• **문제 1**
아래 원시 데이터의 행 가운데 첫 행부터 "M 0 209 L 0"가 들어 있는 행까지를 양 끝 행을 포함해 요청 문구까지 모두 다시 적고, 답에 있는 윤곽 좌표만 1.25배로 바꾼 뒤 .5는 올려서 정수로 반올림해 주세요. 요청 문구와 형식 예시의 숫자는 그대로 두며, 이 범위 밖의 행은 적지 않습니다.

----- 문서 발췌

운전자 이상 행동 중 문자 행동을 분류하기 위해 시선의 yaw(수평 각도), pitch(수직 각도)를 계산하는 모델인 L2CS-Net 을 이용하여 문자 를 할 때 시선이 자꾸 밑으로 가는 걸 탐지한다.

문제점

원래는 pytorch 에서 공식으로 지원하는 L2CS-Net 을 사용했는데, 값이 이해할 수 없게 나오는 문제가 있다.

방향과 부호가 이상함

프로젝트 데이터(DMD, yawDD)에서 추출한 yaw, pitch와 roboflow에 올라와있는 데모 영상 과 방향과 부호가 불일치

프로젝트 데이터(DMD, yawDD)에 적용한 yaw, pitch 부호

원래 이래야 함

yaw, pitch 값이 서로 바뀜

yaw, pitch 값이 뒤바뀐 것 같다고 생각될 때가 많았음

밑을 바라보고 있는데, 왜 pitch가 0도이고 yaw 가 0.41도 인지..

시선 각도가 너무 다른데 두번째 사진과 세번째 사진 모두 yaw가 비슷하다.

공식 레포의 issue들을 보니 코드 상에서 yaw, pitch가 바뀌었다는 issue도 있음

→ 실제로 코드 확인해보니 뒤바뀌어있음

각도의 크기가 너무 작음

yaw, pitch 값이 0~0.7 사이에 있음

L2CS-Net 논문에 따르면 L2CS-Net은 단위를 degree(°) 를 씀

classification 기반 모델 yaw, pitch를 90개의 클래스 중 하나로 분류
- raw output은 클래스 확률 분포 (Softmax 결과)

----------
----- 원시 데이터

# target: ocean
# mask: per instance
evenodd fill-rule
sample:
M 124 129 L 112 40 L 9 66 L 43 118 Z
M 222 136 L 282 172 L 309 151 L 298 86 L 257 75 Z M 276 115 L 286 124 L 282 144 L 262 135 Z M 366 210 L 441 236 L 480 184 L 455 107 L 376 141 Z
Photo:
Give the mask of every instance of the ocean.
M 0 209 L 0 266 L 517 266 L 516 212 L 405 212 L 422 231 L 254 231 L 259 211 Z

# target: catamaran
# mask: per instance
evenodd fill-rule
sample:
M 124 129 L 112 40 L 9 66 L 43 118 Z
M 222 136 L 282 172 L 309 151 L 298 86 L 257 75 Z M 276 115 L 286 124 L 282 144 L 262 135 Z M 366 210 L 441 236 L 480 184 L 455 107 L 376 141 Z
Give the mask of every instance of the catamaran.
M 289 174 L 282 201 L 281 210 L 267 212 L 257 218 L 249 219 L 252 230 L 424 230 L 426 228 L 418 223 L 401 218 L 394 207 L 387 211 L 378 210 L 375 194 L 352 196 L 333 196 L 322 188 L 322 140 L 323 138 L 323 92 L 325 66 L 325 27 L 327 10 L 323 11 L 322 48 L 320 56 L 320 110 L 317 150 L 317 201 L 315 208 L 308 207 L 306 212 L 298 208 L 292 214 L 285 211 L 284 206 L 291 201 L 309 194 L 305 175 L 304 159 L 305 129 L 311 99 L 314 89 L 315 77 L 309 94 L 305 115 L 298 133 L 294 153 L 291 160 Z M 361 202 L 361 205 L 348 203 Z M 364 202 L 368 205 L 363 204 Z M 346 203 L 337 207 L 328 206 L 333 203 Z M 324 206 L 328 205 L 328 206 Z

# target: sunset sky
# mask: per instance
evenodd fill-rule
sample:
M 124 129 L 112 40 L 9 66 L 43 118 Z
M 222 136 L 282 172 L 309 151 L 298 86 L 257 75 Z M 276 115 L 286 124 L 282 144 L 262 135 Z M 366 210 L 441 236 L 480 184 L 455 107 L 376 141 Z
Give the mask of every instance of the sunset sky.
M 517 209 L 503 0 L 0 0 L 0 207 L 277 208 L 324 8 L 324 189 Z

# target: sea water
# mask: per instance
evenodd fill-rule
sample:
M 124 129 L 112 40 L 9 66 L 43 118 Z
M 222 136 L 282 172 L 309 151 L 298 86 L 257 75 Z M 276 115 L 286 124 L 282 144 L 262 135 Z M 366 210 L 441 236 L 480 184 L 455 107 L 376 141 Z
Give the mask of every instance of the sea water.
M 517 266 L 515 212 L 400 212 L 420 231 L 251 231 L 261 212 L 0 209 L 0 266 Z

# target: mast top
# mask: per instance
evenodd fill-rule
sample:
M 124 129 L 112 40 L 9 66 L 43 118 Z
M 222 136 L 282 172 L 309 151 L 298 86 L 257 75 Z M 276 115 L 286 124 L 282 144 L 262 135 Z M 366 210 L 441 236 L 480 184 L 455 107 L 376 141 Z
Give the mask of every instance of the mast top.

----------

• **문제 2**
위 문서 발췌에 따르면 L2CS-Net 논문에서 각도 단위로 쓰는 것은 무엇인가?

• **전체 응답 1**
# target: ocean
# mask: per instance
evenodd fill-rule
sample:
M 124 129 L 112 40 L 9 66 L 43 118 Z
M 222 136 L 282 172 L 309 151 L 298 86 L 257 75 Z M 276 115 L 286 124 L 282 144 L 262 135 Z M 366 210 L 441 236 L 480 184 L 455 107 L 376 141 Z
Photo:
Give the mask of every instance of the ocean.
M 0 261 L 0 333 L 646 333 L 645 265 L 506 265 L 528 289 L 318 289 L 324 264 Z

• **전체 응답 2**
degree(°)를 쓴다.